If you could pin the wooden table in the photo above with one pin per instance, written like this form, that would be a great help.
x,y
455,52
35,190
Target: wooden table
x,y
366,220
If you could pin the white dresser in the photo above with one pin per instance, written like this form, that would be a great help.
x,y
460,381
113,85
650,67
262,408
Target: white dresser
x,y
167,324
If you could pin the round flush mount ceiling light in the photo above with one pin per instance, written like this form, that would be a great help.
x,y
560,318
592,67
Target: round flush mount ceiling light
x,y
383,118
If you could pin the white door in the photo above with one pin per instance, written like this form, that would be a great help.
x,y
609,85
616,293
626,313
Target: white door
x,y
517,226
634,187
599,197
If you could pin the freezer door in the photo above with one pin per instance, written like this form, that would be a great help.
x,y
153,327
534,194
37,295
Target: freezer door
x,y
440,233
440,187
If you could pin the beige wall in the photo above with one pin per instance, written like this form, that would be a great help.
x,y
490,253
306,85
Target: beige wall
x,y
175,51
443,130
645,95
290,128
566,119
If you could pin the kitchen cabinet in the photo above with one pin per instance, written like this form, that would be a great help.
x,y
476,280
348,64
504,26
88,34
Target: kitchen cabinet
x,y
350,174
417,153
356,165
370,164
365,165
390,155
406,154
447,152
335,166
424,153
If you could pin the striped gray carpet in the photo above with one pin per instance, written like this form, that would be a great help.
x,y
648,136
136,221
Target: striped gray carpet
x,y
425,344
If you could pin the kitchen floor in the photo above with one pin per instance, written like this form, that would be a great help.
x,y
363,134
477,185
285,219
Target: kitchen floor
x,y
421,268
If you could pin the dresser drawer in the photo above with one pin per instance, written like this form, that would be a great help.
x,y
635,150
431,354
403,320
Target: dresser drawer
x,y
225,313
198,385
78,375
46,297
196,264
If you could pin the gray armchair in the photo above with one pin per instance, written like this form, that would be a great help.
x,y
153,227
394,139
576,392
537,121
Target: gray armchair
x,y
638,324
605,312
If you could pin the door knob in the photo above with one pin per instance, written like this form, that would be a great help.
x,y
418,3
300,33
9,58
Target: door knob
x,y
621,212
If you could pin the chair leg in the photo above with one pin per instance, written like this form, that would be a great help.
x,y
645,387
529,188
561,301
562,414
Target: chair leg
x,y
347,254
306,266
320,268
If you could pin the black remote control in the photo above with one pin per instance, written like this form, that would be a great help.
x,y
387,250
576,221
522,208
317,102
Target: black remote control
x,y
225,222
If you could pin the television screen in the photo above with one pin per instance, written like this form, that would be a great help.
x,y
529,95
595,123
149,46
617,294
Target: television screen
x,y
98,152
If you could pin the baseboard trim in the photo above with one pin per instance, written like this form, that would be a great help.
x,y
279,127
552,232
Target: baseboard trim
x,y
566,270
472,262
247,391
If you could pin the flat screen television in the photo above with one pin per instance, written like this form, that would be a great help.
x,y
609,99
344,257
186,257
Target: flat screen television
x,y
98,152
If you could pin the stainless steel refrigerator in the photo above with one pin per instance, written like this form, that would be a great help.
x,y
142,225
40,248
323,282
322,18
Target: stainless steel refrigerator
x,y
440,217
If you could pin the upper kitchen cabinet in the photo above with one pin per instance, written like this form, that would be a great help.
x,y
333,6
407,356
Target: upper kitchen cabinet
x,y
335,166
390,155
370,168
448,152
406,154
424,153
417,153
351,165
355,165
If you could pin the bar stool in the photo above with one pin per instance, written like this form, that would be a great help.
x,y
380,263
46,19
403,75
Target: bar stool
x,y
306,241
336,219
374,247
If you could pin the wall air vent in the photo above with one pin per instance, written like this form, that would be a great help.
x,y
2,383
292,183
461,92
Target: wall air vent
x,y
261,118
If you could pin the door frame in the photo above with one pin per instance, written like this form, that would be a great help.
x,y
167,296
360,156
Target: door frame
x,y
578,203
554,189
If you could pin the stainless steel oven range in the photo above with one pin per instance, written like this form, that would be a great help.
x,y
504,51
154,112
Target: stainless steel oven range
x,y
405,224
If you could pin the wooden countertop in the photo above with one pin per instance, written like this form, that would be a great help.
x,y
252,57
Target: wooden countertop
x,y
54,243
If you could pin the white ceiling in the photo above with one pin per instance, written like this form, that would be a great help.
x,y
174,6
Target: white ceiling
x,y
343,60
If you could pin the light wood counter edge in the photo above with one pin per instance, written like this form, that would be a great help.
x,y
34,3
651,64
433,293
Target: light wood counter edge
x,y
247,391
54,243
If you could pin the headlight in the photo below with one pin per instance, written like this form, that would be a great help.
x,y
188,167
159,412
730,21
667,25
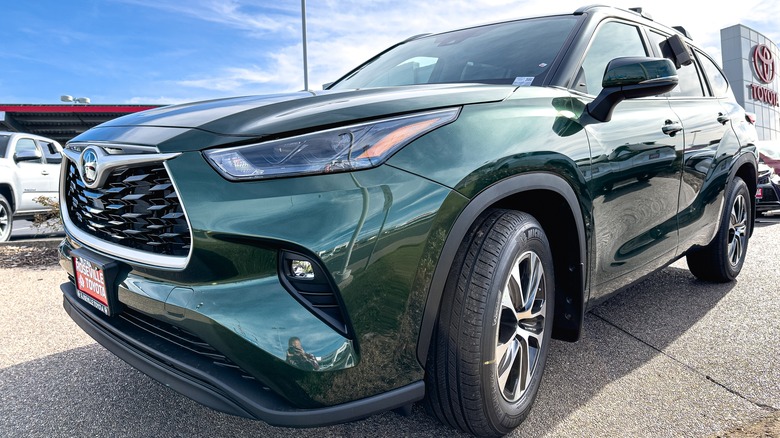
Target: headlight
x,y
336,150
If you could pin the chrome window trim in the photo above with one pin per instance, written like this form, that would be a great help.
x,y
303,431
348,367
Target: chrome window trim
x,y
138,257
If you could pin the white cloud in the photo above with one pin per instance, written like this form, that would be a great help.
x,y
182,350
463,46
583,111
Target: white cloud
x,y
344,33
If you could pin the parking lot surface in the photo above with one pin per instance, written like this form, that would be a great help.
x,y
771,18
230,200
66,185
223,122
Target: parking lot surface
x,y
671,356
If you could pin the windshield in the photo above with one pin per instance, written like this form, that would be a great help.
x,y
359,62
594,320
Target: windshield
x,y
516,52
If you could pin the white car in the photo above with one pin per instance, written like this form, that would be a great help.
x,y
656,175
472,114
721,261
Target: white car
x,y
29,168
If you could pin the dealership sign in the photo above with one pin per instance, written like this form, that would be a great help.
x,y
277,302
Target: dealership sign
x,y
764,67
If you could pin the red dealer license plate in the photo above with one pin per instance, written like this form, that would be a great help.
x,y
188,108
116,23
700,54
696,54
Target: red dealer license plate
x,y
91,283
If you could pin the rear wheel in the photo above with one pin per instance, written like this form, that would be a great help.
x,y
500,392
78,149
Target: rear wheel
x,y
492,336
6,219
722,259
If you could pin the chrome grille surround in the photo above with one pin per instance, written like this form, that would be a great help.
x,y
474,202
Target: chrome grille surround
x,y
131,211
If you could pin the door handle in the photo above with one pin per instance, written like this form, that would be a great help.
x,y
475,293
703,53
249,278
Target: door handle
x,y
671,128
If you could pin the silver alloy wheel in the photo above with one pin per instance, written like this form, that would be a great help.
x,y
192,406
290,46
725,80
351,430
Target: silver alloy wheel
x,y
521,326
737,230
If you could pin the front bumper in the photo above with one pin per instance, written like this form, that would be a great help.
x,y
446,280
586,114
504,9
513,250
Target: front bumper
x,y
223,388
376,234
770,197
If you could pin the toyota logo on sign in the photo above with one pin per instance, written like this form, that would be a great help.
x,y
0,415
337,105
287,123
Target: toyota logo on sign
x,y
764,63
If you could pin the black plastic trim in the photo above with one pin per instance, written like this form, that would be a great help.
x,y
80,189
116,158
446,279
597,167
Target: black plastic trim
x,y
486,198
207,389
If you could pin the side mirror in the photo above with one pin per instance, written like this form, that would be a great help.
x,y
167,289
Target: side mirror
x,y
27,155
631,78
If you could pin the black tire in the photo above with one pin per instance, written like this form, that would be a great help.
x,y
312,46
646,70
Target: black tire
x,y
6,219
474,378
722,260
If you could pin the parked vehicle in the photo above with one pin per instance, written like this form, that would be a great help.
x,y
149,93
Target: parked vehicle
x,y
768,192
29,168
418,231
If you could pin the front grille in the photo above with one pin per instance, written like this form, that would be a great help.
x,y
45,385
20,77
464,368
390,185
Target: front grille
x,y
182,338
137,208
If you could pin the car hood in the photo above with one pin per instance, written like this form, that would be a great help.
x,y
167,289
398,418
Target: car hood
x,y
263,116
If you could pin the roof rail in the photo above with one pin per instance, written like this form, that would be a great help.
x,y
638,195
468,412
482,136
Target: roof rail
x,y
584,9
641,12
682,31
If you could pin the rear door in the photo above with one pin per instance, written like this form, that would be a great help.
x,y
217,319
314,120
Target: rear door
x,y
53,158
32,177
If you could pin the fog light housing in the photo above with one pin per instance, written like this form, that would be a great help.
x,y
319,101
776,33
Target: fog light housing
x,y
302,269
307,281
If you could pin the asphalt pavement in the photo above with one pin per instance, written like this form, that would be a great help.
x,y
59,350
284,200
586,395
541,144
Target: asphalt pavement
x,y
671,356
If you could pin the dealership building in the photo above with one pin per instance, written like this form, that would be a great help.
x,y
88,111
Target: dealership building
x,y
750,64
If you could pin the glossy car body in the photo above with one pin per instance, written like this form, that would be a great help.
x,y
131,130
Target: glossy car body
x,y
29,168
205,292
768,192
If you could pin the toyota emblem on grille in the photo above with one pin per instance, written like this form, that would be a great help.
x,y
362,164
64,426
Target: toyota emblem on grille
x,y
89,166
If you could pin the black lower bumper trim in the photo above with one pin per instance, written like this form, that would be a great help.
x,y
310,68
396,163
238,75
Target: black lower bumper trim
x,y
261,405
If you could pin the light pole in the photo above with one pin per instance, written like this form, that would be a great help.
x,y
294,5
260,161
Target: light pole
x,y
305,55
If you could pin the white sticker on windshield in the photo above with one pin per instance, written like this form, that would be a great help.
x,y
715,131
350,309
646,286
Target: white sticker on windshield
x,y
521,81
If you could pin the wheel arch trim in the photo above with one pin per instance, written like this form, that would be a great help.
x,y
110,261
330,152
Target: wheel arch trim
x,y
501,190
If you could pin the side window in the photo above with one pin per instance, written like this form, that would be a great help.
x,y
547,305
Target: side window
x,y
613,40
690,81
27,145
718,82
50,152
4,144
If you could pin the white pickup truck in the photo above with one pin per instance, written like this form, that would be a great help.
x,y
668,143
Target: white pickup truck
x,y
29,168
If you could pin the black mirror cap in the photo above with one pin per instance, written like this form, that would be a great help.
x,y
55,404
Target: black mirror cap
x,y
632,78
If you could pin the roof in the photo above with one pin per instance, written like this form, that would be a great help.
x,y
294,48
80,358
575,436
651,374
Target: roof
x,y
61,122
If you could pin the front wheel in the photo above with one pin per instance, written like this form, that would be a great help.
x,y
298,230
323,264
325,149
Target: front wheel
x,y
6,219
722,260
491,340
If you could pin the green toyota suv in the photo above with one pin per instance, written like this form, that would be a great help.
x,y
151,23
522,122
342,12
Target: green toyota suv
x,y
418,231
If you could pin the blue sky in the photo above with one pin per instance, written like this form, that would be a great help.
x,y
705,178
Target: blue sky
x,y
169,51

******************************

◆ Task details
Copy the listing above word for word, starting at the line containing "If you could pin the green" and continuing through its final line.

◆ Task solution
If you could pin the green toyota suv in the photo above with one pin per instance, written like this form, that would be a great help.
x,y
151,23
522,122
342,12
Target: green toyota suv
x,y
418,231
If you could pin the blue sky in the photo above with one pin per instance, written like this form, that would be a great help.
x,y
705,178
Target: blue sky
x,y
169,51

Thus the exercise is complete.